<<<<
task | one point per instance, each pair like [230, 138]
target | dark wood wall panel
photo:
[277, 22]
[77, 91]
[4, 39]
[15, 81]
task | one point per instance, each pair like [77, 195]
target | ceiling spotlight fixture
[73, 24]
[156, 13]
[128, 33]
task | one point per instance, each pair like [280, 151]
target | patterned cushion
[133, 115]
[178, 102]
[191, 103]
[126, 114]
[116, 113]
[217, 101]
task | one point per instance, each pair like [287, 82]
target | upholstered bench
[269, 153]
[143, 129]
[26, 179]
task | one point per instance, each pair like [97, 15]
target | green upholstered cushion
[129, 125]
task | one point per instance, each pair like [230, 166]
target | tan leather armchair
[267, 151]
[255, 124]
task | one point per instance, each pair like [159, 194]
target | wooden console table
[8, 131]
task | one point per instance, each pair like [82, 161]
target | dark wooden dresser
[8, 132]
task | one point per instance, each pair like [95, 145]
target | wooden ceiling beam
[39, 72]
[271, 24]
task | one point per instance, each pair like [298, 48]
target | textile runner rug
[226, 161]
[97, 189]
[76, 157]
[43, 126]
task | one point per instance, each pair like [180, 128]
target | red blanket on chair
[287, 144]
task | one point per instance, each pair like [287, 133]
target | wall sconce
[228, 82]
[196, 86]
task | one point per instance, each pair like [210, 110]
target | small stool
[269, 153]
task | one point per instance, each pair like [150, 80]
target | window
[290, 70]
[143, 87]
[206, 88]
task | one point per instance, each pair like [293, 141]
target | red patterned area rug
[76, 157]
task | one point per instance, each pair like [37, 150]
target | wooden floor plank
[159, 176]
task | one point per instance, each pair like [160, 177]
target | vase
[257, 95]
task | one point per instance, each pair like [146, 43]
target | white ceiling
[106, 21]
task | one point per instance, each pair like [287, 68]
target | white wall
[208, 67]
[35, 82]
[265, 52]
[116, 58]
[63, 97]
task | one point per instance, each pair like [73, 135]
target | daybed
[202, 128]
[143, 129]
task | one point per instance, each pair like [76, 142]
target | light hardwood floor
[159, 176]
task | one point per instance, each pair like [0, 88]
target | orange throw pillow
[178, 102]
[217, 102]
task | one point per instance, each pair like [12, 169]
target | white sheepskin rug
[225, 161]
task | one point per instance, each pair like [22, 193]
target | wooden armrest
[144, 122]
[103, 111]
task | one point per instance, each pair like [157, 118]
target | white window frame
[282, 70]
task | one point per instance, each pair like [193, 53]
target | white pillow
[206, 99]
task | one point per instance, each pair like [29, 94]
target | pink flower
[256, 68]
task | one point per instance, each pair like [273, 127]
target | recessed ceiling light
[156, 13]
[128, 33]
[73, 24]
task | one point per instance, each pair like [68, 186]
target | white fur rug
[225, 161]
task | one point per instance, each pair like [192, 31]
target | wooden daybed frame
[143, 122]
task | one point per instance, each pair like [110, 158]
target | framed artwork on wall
>>>>
■ **What to work on**
Quote the listing in full, please, keeping every line exact.

■ **Response for this exercise**
task | one point per instance, each pair like [230, 138]
target | dark wood wall panel
photo:
[277, 22]
[77, 91]
[4, 39]
[15, 81]
task | one point per instance, each pair like [77, 195]
target | ceiling spotlight fixture
[73, 24]
[156, 13]
[128, 33]
task | one point per instance, each pair like [280, 151]
target | patterned cushion
[133, 115]
[178, 102]
[191, 103]
[126, 114]
[116, 113]
[217, 101]
task | one point per instance, each pair like [287, 82]
target | upholstered bench
[269, 153]
[143, 129]
[26, 179]
task | one point per instance, each pair like [97, 15]
target | green upholstered cushion
[129, 125]
task | one point per instance, each pair like [230, 166]
target | tan leather armchair
[267, 151]
[255, 124]
task | one point per instance, each pair like [159, 194]
target | wooden console table
[8, 131]
task | one point per instance, each pair like [82, 161]
target | dark wooden dresser
[8, 132]
task | one point per instance, each pair like [95, 145]
target | wooden ceiling beam
[39, 72]
[271, 24]
task | one point per instance, each pair like [298, 48]
target | textile runner rug
[226, 161]
[97, 189]
[76, 157]
[43, 126]
task | one point per instance, each pair like [180, 128]
target | red blanket on chair
[287, 144]
task | one point per instance, each pair like [287, 133]
target | wall sconce
[228, 82]
[196, 86]
task | one point per instance, each pair like [210, 110]
target | small stool
[269, 153]
task | one point per instance, each pair like [150, 80]
target | window
[290, 70]
[143, 87]
[206, 88]
task | one point per instance, each pair like [293, 141]
target | red patterned area rug
[76, 157]
task | one point per instance, each pair like [37, 150]
target | wooden floor plank
[159, 176]
task | one point per instance, each pair like [160, 177]
target | vase
[257, 95]
task | one point per instance, each pair like [146, 43]
target | white ceiling
[106, 21]
task | one point per instance, each pair like [287, 68]
target | white wall
[208, 67]
[35, 82]
[265, 52]
[116, 58]
[63, 97]
task | one point per instance, each pair like [73, 135]
target | daybed
[202, 128]
[143, 129]
task | one point per instance, each pair like [76, 142]
target | light hardwood floor
[159, 176]
task | one point per instance, each pair like [0, 88]
target | orange throw pillow
[178, 102]
[217, 102]
task | one point per instance, each pair like [12, 169]
target | white sheepskin rug
[225, 161]
task | one point per instance, each pair like [22, 193]
target | wooden armrest
[144, 122]
[103, 111]
task | one point per instance, each pair like [157, 118]
target | white window frame
[282, 70]
task | one point per instance, each pair like [193, 53]
target | white pillow
[206, 99]
task | one point per instance, each pair like [29, 94]
target | pink flower
[256, 68]
task | one point per instance, each pair like [273, 127]
target | recessed ceiling light
[156, 13]
[128, 33]
[73, 24]
task | one point per instance, each pair like [68, 186]
target | white fur rug
[225, 161]
task | one point per instance, each pair like [192, 31]
target | wooden daybed frame
[143, 122]
task | one point per instance, each pair like [110, 158]
target | framed artwork on wall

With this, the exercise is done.